▶ _Goal_: Return the records below word for word, with every line unchanged, and leave the pictures out of your answer.

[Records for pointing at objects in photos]
Begin

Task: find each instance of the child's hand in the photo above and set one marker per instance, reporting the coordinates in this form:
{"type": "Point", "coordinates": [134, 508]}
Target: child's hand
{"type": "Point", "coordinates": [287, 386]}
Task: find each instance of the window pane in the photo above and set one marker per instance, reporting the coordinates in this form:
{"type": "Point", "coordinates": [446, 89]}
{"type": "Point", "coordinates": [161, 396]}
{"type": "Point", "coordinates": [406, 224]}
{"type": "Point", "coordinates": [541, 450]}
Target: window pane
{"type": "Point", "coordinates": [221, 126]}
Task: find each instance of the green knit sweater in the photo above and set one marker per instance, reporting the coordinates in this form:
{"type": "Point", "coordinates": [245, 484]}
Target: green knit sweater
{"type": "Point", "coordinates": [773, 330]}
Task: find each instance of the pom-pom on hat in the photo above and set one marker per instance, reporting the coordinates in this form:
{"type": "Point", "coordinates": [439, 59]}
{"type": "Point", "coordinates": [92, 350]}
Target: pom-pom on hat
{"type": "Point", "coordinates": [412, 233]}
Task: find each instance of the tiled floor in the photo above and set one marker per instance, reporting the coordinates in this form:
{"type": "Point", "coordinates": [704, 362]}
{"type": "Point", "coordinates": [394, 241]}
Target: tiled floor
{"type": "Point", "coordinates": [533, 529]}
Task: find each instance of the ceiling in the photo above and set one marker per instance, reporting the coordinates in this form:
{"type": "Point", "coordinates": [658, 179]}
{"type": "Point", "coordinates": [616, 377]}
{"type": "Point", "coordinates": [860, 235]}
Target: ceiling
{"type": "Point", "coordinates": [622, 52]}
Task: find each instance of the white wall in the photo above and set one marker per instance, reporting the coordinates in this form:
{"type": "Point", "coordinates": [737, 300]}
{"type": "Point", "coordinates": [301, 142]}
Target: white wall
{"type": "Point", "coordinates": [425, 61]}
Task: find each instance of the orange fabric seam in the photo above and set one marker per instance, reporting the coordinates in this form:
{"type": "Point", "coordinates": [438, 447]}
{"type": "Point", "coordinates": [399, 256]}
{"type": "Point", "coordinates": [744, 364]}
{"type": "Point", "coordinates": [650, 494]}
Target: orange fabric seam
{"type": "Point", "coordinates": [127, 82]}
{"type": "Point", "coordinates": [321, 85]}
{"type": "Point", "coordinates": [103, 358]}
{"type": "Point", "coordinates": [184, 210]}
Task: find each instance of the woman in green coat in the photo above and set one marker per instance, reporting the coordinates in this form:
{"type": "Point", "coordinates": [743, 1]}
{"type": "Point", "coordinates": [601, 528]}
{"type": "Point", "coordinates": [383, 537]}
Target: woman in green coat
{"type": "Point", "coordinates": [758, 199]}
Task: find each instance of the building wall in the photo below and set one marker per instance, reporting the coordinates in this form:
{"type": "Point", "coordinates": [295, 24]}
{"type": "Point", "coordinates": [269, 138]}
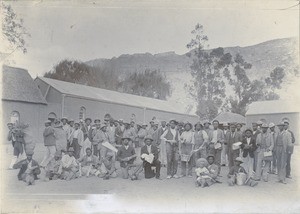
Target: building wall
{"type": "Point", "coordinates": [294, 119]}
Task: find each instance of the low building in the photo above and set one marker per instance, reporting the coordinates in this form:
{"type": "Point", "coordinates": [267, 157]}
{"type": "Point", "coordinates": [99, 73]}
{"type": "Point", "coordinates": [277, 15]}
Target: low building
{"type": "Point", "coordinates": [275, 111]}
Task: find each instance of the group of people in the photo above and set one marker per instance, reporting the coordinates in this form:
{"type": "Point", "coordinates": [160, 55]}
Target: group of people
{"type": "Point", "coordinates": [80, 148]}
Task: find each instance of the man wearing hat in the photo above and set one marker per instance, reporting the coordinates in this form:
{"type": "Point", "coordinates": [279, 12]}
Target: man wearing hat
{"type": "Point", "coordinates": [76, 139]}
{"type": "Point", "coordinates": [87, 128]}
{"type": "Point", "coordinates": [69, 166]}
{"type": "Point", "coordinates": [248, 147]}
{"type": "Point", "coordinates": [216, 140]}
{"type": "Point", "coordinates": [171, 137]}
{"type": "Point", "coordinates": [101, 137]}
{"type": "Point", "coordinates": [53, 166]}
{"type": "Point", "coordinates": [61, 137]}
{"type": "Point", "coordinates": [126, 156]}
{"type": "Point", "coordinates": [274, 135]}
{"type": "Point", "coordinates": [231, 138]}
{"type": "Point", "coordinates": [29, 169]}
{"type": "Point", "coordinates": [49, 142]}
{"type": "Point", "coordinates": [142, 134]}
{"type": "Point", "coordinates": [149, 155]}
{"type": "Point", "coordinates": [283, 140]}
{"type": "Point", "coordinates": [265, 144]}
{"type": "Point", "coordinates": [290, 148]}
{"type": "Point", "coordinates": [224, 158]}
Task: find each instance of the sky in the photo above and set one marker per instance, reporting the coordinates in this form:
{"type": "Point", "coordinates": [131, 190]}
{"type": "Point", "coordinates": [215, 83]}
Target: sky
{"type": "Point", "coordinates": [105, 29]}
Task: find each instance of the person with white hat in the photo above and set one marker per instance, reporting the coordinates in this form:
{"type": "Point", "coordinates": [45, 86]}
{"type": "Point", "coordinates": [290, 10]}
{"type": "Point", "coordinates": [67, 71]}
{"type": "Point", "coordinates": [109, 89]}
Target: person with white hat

End

▶ _Response below_:
Task: find each instance of the child's hand in the photo above and set one marker per instance, reporting the coordinates in this form:
{"type": "Point", "coordinates": [134, 508]}
Target: child's hand
{"type": "Point", "coordinates": [287, 386]}
Task: find each instance of the window pane in the photo above and set one marker per instance, reporting the coordinates in this form:
{"type": "Point", "coordinates": [446, 89]}
{"type": "Point", "coordinates": [161, 396]}
{"type": "Point", "coordinates": [406, 224]}
{"type": "Point", "coordinates": [541, 450]}
Target: window pane
{"type": "Point", "coordinates": [221, 126]}
Task: find each instance of the green knit sweater in the photo above and set one marker per instance, reporting the coordinates in this form:
{"type": "Point", "coordinates": [245, 484]}
Target: green knit sweater
{"type": "Point", "coordinates": [773, 330]}
Task: find each instance of the pom-pom on hat in the photo above and set one marker per instance, reporting the coordinates in this form:
{"type": "Point", "coordinates": [439, 59]}
{"type": "Point", "coordinates": [92, 350]}
Target: pom-pom on hat
{"type": "Point", "coordinates": [412, 233]}
Task: find each instance of the tiled floor in the photo above and set one marker per instance, reporting the coordinates in this form:
{"type": "Point", "coordinates": [704, 362]}
{"type": "Point", "coordinates": [394, 241]}
Target: tiled floor
{"type": "Point", "coordinates": [533, 529]}
Task: find each instance of the ceiling in the photo above and set one marker per instance, reporting the coordinates in this form:
{"type": "Point", "coordinates": [658, 179]}
{"type": "Point", "coordinates": [616, 377]}
{"type": "Point", "coordinates": [860, 235]}
Target: ceiling
{"type": "Point", "coordinates": [622, 52]}
Task: find each instance of the white wall in the photo above and set one marker per instance, reporting the coordinates in this form:
{"type": "Point", "coordinates": [737, 300]}
{"type": "Point", "coordinates": [301, 142]}
Target: white wall
{"type": "Point", "coordinates": [425, 61]}
Task: find each instance of the orange fabric seam in the photo above and set one marker per instance, reporting the coordinates in this form:
{"type": "Point", "coordinates": [438, 447]}
{"type": "Point", "coordinates": [399, 256]}
{"type": "Point", "coordinates": [744, 364]}
{"type": "Point", "coordinates": [650, 494]}
Target: orange fabric seam
{"type": "Point", "coordinates": [127, 82]}
{"type": "Point", "coordinates": [321, 85]}
{"type": "Point", "coordinates": [103, 358]}
{"type": "Point", "coordinates": [184, 210]}
Task: find each instance of the woman in green coat in the photo above and set one marker per instance, reporting the coordinates in this form:
{"type": "Point", "coordinates": [743, 1]}
{"type": "Point", "coordinates": [601, 528]}
{"type": "Point", "coordinates": [383, 537]}
Target: woman in green coat
{"type": "Point", "coordinates": [758, 199]}
Task: find each instance of the building wall in the photo below and set one marker per instance, reporting the coordinates in this form:
{"type": "Point", "coordinates": [295, 24]}
{"type": "Point", "coordinates": [269, 138]}
Target: building wall
{"type": "Point", "coordinates": [294, 119]}
Task: find each instance of the low building in the photo above and set one marker per instance, reporting the coordinates in this form:
{"type": "Point", "coordinates": [267, 157]}
{"type": "Point", "coordinates": [99, 73]}
{"type": "Point", "coordinates": [277, 15]}
Target: low building
{"type": "Point", "coordinates": [275, 111]}
Task: find each instance of the group of people in the photo above and set one marker per instance, reporting the coordinates in this form:
{"type": "Point", "coordinates": [160, 55]}
Target: group of people
{"type": "Point", "coordinates": [80, 148]}
Task: find each instance of the man wearing hat in the photo above and set one marker per instance, reporting the coordinates in this form:
{"type": "Point", "coordinates": [279, 12]}
Target: man wearing hat
{"type": "Point", "coordinates": [76, 139]}
{"type": "Point", "coordinates": [87, 128]}
{"type": "Point", "coordinates": [69, 166]}
{"type": "Point", "coordinates": [248, 147]}
{"type": "Point", "coordinates": [216, 140]}
{"type": "Point", "coordinates": [171, 137]}
{"type": "Point", "coordinates": [101, 137]}
{"type": "Point", "coordinates": [53, 166]}
{"type": "Point", "coordinates": [61, 137]}
{"type": "Point", "coordinates": [126, 156]}
{"type": "Point", "coordinates": [274, 135]}
{"type": "Point", "coordinates": [231, 138]}
{"type": "Point", "coordinates": [29, 169]}
{"type": "Point", "coordinates": [49, 142]}
{"type": "Point", "coordinates": [142, 134]}
{"type": "Point", "coordinates": [149, 155]}
{"type": "Point", "coordinates": [283, 140]}
{"type": "Point", "coordinates": [265, 144]}
{"type": "Point", "coordinates": [290, 148]}
{"type": "Point", "coordinates": [224, 158]}
Task: find each instance of the sky in the photo above and set one marker per instance, reporting the coordinates in this form:
{"type": "Point", "coordinates": [131, 190]}
{"type": "Point", "coordinates": [215, 83]}
Target: sky
{"type": "Point", "coordinates": [105, 29]}
Task: find each instance of the person with white hat in the photo above and set one marker per instance, reporting the coordinates in this form:
{"type": "Point", "coordinates": [45, 86]}
{"type": "Point", "coordinates": [290, 10]}
{"type": "Point", "coordinates": [67, 71]}
{"type": "Point", "coordinates": [109, 89]}
Target: person with white hat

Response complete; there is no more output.